- [Problem requirements]: For this exercise, repeat the records below exactly as written.

Collected data:
++++++++
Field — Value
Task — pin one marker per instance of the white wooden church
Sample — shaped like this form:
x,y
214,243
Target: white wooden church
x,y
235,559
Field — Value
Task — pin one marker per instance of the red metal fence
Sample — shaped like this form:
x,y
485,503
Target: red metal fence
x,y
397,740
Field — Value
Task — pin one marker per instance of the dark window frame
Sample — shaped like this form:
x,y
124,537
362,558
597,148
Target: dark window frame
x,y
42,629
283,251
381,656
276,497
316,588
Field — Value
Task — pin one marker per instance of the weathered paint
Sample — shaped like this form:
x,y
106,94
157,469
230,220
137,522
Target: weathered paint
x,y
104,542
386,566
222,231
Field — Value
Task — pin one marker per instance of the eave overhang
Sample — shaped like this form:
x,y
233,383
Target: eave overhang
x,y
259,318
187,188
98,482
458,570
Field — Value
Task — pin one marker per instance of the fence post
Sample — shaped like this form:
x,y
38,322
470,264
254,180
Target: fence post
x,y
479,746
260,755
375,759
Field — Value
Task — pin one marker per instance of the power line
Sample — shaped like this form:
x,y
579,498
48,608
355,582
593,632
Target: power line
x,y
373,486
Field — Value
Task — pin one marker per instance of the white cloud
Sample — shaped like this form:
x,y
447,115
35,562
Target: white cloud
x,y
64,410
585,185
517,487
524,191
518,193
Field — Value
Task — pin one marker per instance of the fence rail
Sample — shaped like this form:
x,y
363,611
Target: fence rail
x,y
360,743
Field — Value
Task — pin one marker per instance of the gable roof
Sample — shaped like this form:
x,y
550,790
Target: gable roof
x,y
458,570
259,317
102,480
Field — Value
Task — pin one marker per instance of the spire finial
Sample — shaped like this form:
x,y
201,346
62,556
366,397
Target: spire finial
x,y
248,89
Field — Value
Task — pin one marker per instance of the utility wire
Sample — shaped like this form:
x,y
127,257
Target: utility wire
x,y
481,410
++++++++
- [Your response]:
Field — Value
Task — pin one marker per instance of the white wooden church
Sample — shaped like this form:
x,y
214,243
Target: white wooden church
x,y
235,559
Field — Value
Task — pin one marker per instance of the red metal fence
Sample — shaped like this form:
x,y
485,503
Target: red metal fence
x,y
397,740
Field — Value
Task — pin one marker per instance of the dark window frame
Sample — shaped like this form:
x,y
124,537
362,558
597,148
Target: dark window frame
x,y
42,629
283,251
381,656
276,497
316,588
Field — Value
Task — pin one marker per instance of the weathered paint
Sample — shaped like this form:
x,y
106,94
157,469
230,220
137,522
Target: weathered paint
x,y
104,542
386,566
222,231
Field — Value
Task — pin one marker per instance of the eave overhang
Sample — shaped like this form:
x,y
233,383
Target: eave overhang
x,y
259,318
187,188
98,482
458,570
Field — Value
Task — pin one marker per instance of the fence post
Sample — shaped like this form:
x,y
38,322
470,264
254,180
Target: fence post
x,y
479,746
260,755
375,759
Field — Value
Task — pin one marker per instance of the power line
Sample — shaped like this form:
x,y
579,498
48,608
355,582
593,632
Target: power line
x,y
373,486
Field — Value
Task — pin one marker per instance of the white cloud
Sample — shaped like this form:
x,y
447,115
35,562
Target: white cloud
x,y
64,410
585,185
517,487
524,191
518,193
Field — Value
Task — pin one marker per instance of the fence rail
Sample — shaped like this form:
x,y
363,611
Target: fence rail
x,y
360,743
Field — Value
Task — pin one marker per instance of the gable roof
Sample — shaped like this form:
x,y
550,790
Target: gable roof
x,y
458,570
259,317
102,480
Field — Value
Task — pin one marker per instance of the spire finial
Sample — shaped like this form:
x,y
201,346
62,556
366,397
Target: spire finial
x,y
248,89
Field — Value
Task — pin one marker per instance of the utility wire
Sample — shaped like this form:
x,y
127,257
Target: utility wire
x,y
481,410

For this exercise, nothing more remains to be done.